PROBLEM TO WORK ON:
Write out all of the lines below, exactly and completely.

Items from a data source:
────────────────────

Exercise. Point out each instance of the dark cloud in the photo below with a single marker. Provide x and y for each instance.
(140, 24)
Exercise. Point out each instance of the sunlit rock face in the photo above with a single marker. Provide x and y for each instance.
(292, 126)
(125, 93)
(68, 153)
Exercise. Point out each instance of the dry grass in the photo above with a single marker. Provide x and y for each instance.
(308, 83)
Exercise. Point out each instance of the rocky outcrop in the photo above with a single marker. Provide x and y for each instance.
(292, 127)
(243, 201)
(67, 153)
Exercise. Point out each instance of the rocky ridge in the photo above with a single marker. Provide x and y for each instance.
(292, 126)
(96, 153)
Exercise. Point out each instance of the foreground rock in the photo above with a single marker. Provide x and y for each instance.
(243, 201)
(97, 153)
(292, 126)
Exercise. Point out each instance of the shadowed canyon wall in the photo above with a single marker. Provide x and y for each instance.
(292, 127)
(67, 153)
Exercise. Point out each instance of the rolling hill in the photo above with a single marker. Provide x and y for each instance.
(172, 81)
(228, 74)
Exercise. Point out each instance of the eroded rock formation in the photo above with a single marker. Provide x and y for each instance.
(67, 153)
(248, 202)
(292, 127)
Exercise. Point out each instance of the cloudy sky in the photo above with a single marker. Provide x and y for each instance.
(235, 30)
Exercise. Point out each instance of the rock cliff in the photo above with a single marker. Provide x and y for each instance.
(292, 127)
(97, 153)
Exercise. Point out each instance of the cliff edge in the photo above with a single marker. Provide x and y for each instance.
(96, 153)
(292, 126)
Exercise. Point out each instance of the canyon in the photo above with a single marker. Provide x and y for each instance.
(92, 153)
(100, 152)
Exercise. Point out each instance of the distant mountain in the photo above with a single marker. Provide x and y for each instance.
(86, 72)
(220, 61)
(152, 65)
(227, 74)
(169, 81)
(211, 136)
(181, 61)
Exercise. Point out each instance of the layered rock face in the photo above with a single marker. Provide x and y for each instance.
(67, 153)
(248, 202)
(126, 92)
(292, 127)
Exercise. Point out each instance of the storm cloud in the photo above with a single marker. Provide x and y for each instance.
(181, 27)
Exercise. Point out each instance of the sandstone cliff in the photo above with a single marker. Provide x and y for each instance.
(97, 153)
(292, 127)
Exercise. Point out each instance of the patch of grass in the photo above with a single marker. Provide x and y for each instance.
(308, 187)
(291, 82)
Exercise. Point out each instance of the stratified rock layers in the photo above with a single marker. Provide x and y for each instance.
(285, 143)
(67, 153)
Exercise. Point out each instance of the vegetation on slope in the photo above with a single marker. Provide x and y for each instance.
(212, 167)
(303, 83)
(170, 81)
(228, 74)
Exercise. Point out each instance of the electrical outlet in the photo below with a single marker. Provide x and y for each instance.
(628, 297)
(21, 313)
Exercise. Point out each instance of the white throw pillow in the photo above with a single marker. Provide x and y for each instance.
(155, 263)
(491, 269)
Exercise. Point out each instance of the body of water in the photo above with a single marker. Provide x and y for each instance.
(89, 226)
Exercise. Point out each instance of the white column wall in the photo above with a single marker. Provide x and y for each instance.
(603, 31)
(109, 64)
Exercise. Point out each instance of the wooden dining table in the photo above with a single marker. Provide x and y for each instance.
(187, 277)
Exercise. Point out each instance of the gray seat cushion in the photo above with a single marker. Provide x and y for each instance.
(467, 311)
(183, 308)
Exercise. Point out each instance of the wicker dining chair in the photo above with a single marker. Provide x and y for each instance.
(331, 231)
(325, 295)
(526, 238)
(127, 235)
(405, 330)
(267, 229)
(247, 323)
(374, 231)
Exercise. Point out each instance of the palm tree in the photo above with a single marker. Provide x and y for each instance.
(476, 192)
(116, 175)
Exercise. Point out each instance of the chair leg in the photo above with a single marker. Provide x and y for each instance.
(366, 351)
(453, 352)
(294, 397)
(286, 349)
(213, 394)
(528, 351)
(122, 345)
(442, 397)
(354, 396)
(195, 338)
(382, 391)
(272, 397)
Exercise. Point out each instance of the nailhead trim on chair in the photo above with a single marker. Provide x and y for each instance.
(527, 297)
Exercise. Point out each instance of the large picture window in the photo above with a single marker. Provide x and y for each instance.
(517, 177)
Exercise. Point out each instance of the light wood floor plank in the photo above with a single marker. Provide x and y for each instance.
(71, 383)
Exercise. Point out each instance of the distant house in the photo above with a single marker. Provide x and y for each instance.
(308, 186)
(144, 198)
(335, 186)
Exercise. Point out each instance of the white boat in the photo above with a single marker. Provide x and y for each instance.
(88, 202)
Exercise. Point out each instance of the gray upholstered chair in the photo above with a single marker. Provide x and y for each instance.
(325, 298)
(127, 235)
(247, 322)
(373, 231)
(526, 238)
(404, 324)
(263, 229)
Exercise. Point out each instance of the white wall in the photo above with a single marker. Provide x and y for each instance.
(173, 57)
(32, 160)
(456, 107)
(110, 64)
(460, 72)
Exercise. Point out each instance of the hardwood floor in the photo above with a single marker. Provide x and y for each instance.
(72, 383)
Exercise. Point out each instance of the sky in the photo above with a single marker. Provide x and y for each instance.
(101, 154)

────────────────────

WRITTEN RESPONSE:
Exercise. Point out each instance of the dark cloud in the photo below with a single marker. Provide x and y for each instance.
(140, 24)
Exercise. Point out each instance of the sunlit rock face in the photo above with a single marker. Provide x and y for each instance.
(292, 126)
(125, 93)
(68, 153)
Exercise. Point out each instance of the dry grass in the photo above with a single marker. Provide x and y for each instance.
(308, 83)
Exercise. Point out each instance of the rocky outcrop in the photo above with a single marker. Provide x and y for each instance.
(292, 127)
(243, 201)
(67, 153)
Exercise. Point out each instance of the rocky ridge in the photo above with a single marker. Provide x and y for each instance.
(292, 126)
(96, 153)
Exercise. Point out each instance of the foreground rock in the photo above with a single marker. Provide x and y for each instance.
(243, 201)
(97, 153)
(292, 126)
Exercise. Point out each instance of the shadowed canyon wall in the photo above with a single marker. Provide x and y for each instance.
(292, 127)
(67, 153)
Exercise. Point out each instance of the rolling hill in the photo above with a single marker. Provide x and y for each instance.
(172, 81)
(228, 74)
Exercise. Point out each instance of the eroded rock formation in the photo above with a single marker. Provide x and y for each instance.
(67, 153)
(248, 202)
(292, 127)
Exercise. Point out each instance of the cloudy sky in the photo above with a single marker. Provide x and y for each instance.
(235, 30)
Exercise. Point out each instance of the rock cliff in the photo above with a single marker. Provide x and y for each instance.
(292, 127)
(97, 153)
Exercise. Point out each instance of the cliff edge in the photo above with a single marker. Provide x and y for each instance.
(96, 153)
(292, 126)
Exercise. Point out each instance of the canyon in the photo above with a single marker. Provide x and y for each instance.
(92, 153)
(100, 152)
Exercise. Point out each instance of the distant mountain in the photo above with a single marker. Provide x and y for each instance.
(86, 72)
(220, 61)
(152, 65)
(227, 74)
(169, 81)
(211, 136)
(181, 61)
Exercise. Point out each instance of the layered rock face in the photo above with a single marker. Provide x and y for each instance.
(67, 153)
(248, 202)
(126, 92)
(292, 127)
Exercise. Point out each instance of the storm cloud in the photo above with a single marker. Provide x and y for each instance.
(181, 27)
Exercise. Point out each instance of the sandstone cliff in the photo above with a single marker. Provide x and y for each instance.
(97, 153)
(292, 127)
Exercise. Point out each instance of the patch of grass in the photo above with a single marker. Provide x and y for each instance.
(308, 187)
(291, 82)
Exercise. Point out each instance of the stratified rock layers in the photo above with a single marker. Provide x and y for each instance.
(285, 143)
(67, 153)
Exercise. Point out each instance of the vegetation on slope in the photo above with a single marker. Provide x and y for each instance.
(212, 167)
(303, 83)
(170, 81)
(228, 74)
Exercise. Point out each instance of the electrical outlet in the photo below with a single marker. Provide x and y for each instance.
(628, 297)
(21, 313)
Exercise. Point out each instance of the white throw pillow in the photo above with a single marker. Provide x and y for each instance.
(155, 263)
(491, 269)
Exercise. Point out each instance of the body of water in the photo above with a single marker. Provide x and y for each instance.
(89, 226)
Exercise. Point out each instance of the white column wall in the photo above with a single marker. Provide x and y for each instance.
(603, 31)
(109, 64)
Exercise. Point out each instance of the wooden dining table in the photo above with a single marker. Provide x and y for each instance.
(187, 277)
Exercise. Point out each instance of the gray seat cushion in the photo above with a single marker. Provide x and y for each instance.
(467, 311)
(183, 308)
Exercise. Point out each instance of the wicker dining chair in the photo above with a single marker. Provide x and y for each instance.
(331, 231)
(325, 295)
(526, 238)
(127, 235)
(405, 330)
(267, 229)
(247, 323)
(374, 231)
Exercise. Point out each instance of the palm tree in the photo above with a single marker. Provide x and y for each instance.
(476, 192)
(116, 175)
Exercise. Point out each instance of the chair leg in the photo above with a single marker. Provide x and y for each instance.
(366, 351)
(453, 352)
(294, 397)
(286, 349)
(213, 394)
(528, 351)
(122, 345)
(442, 397)
(354, 396)
(195, 338)
(382, 391)
(272, 397)
Exercise. Point out each instance of the nailhead trim on chair in the photo above with a single marker. Provide x and y for each instance.
(527, 297)
Exercise. Point out each instance of the large picture window in the photo above with a single marker. Provide x and y for each instance.
(517, 177)
Exercise. Point out each instance of the light wood floor plank in the photo above with a single marker. Provide x and y for each instance.
(71, 383)
Exercise. Point out each instance of the distant house in the photo above with a single marker. Provide x and y for each instance.
(308, 186)
(144, 198)
(335, 186)
Exercise. Point out each instance of the white boat in the photo above with a single marker. Provide x and y for each instance.
(88, 202)
Exercise. Point out each instance of the gray upholstered chair in the photo above with a single marker. Provide x and y for each instance.
(325, 298)
(127, 235)
(247, 322)
(373, 231)
(526, 238)
(404, 324)
(263, 229)
Exercise. Point out each instance of the white wall in the photo above with a single marker. Provide x and y for each instance.
(173, 57)
(32, 160)
(456, 107)
(110, 64)
(460, 72)
Exercise. Point out each instance of the hardwood floor in the photo above with a single marker. Provide x and y for each instance.
(72, 383)
Exercise. Point out each instance of the sky in the photo above with a single marker. Provide x and y for each instance.
(101, 154)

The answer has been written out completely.